Echo the lines below back word for word, from start to finish, without changing anything.

Object detection data:
------------------------------------

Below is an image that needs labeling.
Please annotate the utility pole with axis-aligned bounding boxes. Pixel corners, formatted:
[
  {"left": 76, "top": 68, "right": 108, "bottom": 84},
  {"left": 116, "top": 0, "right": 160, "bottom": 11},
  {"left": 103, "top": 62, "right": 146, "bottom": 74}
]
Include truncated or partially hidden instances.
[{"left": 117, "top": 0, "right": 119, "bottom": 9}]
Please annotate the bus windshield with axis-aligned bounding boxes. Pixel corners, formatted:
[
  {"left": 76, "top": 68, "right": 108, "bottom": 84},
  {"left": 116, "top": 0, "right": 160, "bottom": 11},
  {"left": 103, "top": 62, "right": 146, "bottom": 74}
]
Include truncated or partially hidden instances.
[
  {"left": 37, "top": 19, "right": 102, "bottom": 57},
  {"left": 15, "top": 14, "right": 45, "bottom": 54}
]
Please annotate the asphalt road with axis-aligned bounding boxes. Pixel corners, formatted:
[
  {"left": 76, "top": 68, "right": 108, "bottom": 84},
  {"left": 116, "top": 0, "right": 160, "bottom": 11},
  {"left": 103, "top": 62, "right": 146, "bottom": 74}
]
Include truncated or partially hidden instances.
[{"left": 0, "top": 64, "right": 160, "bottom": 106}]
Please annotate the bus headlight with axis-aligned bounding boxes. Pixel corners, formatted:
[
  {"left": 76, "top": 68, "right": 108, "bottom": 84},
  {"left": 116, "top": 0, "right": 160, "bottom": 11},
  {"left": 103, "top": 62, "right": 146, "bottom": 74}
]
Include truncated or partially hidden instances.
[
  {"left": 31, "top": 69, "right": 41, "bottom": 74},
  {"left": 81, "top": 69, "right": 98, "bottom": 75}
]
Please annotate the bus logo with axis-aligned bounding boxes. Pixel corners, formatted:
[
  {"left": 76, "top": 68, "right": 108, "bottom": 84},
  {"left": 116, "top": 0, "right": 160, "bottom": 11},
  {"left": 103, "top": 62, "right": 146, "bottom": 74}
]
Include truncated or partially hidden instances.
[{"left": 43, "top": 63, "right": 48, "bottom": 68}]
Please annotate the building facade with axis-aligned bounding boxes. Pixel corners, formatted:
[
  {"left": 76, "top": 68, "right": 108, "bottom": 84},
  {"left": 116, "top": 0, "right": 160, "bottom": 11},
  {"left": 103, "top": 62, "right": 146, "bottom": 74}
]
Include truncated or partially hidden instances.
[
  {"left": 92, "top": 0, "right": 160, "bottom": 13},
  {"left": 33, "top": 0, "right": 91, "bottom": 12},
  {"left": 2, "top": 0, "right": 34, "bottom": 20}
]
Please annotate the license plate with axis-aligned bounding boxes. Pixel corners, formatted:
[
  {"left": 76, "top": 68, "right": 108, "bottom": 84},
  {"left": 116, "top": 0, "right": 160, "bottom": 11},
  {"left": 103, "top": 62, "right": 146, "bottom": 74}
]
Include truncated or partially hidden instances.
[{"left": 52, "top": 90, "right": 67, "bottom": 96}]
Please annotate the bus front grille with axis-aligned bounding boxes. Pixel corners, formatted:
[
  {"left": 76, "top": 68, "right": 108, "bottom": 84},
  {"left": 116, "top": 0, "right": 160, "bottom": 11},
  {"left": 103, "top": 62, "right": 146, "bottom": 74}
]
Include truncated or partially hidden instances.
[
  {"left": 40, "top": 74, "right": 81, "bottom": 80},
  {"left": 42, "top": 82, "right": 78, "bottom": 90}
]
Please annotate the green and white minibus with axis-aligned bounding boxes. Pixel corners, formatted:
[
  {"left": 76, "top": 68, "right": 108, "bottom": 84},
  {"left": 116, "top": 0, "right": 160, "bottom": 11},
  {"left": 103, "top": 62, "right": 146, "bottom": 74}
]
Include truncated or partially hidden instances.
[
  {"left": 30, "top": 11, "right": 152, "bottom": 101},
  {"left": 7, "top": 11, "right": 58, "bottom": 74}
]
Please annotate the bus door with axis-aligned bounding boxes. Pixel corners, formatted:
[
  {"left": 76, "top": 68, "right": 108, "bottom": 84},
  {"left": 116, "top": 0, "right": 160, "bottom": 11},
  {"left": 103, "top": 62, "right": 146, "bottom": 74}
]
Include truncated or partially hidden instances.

------------------------------------

# [REPLY]
Below is an image that needs labeling.
Please annotate the utility pole with axis-aligned bounding boxes. Pixel corners, formatted:
[
  {"left": 76, "top": 68, "right": 108, "bottom": 84},
  {"left": 116, "top": 0, "right": 160, "bottom": 11},
  {"left": 103, "top": 62, "right": 146, "bottom": 74}
]
Include truncated or partially hidden instances.
[{"left": 117, "top": 0, "right": 119, "bottom": 9}]
Please annotate the bus windshield with axis-aligned bounding boxes. Pixel corners, formatted:
[
  {"left": 76, "top": 68, "right": 108, "bottom": 84},
  {"left": 116, "top": 0, "right": 160, "bottom": 11},
  {"left": 103, "top": 62, "right": 146, "bottom": 74}
]
Include truncated or partially hidden instances.
[
  {"left": 37, "top": 19, "right": 102, "bottom": 57},
  {"left": 15, "top": 14, "right": 45, "bottom": 54}
]
Please annotate the asphalt road with axis-aligned bounding boxes. Pixel corners, formatted:
[
  {"left": 76, "top": 68, "right": 108, "bottom": 84},
  {"left": 116, "top": 0, "right": 160, "bottom": 11},
  {"left": 103, "top": 62, "right": 146, "bottom": 74}
]
Include truncated or partially hidden instances.
[{"left": 0, "top": 64, "right": 160, "bottom": 106}]
Please annotate the bus headlight with axis-aligned bounding boxes. Pixel corners, formatted:
[
  {"left": 76, "top": 68, "right": 108, "bottom": 84},
  {"left": 116, "top": 0, "right": 160, "bottom": 11},
  {"left": 103, "top": 62, "right": 146, "bottom": 74}
]
Include truncated or partially hidden instances.
[
  {"left": 31, "top": 69, "right": 41, "bottom": 74},
  {"left": 81, "top": 69, "right": 98, "bottom": 75}
]
Please annotate the bus logo with axis-aligned bounding boxes. Pixel corners, formatted:
[
  {"left": 76, "top": 68, "right": 108, "bottom": 84},
  {"left": 116, "top": 0, "right": 160, "bottom": 11},
  {"left": 103, "top": 62, "right": 146, "bottom": 74}
]
Include truncated or partially hidden instances.
[{"left": 43, "top": 63, "right": 48, "bottom": 68}]
Please annotate the building facade with axis-aligned bounding boxes. Pixel corners, formatted:
[
  {"left": 76, "top": 68, "right": 108, "bottom": 84},
  {"left": 116, "top": 0, "right": 160, "bottom": 11},
  {"left": 103, "top": 62, "right": 146, "bottom": 74}
]
Include truncated or partially hidden instances.
[
  {"left": 92, "top": 0, "right": 160, "bottom": 13},
  {"left": 33, "top": 0, "right": 91, "bottom": 12},
  {"left": 2, "top": 0, "right": 34, "bottom": 20}
]
Please annotate the license plate with axis-aligned bounding boxes. Pixel corners, formatted:
[
  {"left": 76, "top": 68, "right": 108, "bottom": 84},
  {"left": 116, "top": 0, "right": 160, "bottom": 11},
  {"left": 103, "top": 62, "right": 146, "bottom": 74}
]
Include truncated or partially hidden instances.
[{"left": 52, "top": 90, "right": 67, "bottom": 96}]
Please annotate the bus front grille with axis-aligned bounding boxes. Pixel corners, formatted:
[
  {"left": 76, "top": 68, "right": 108, "bottom": 84},
  {"left": 116, "top": 0, "right": 160, "bottom": 11},
  {"left": 103, "top": 62, "right": 146, "bottom": 74}
]
Include truncated or partially hidden instances.
[
  {"left": 40, "top": 74, "right": 81, "bottom": 80},
  {"left": 42, "top": 82, "right": 78, "bottom": 90}
]
Please annotate the green and white minibus with axis-aligned bounding boxes. Pixel corners, formatted:
[
  {"left": 76, "top": 68, "right": 108, "bottom": 84},
  {"left": 116, "top": 0, "right": 160, "bottom": 11},
  {"left": 103, "top": 62, "right": 146, "bottom": 74}
]
Include truncated or partially hidden instances.
[
  {"left": 30, "top": 11, "right": 152, "bottom": 101},
  {"left": 7, "top": 11, "right": 58, "bottom": 74}
]
Please annotate the bus door with axis-aligned bounding boxes. Pixel corners, formatted:
[
  {"left": 76, "top": 68, "right": 108, "bottom": 84},
  {"left": 116, "top": 0, "right": 160, "bottom": 11},
  {"left": 103, "top": 62, "right": 146, "bottom": 74}
]
Include truncated or partially hidden instances.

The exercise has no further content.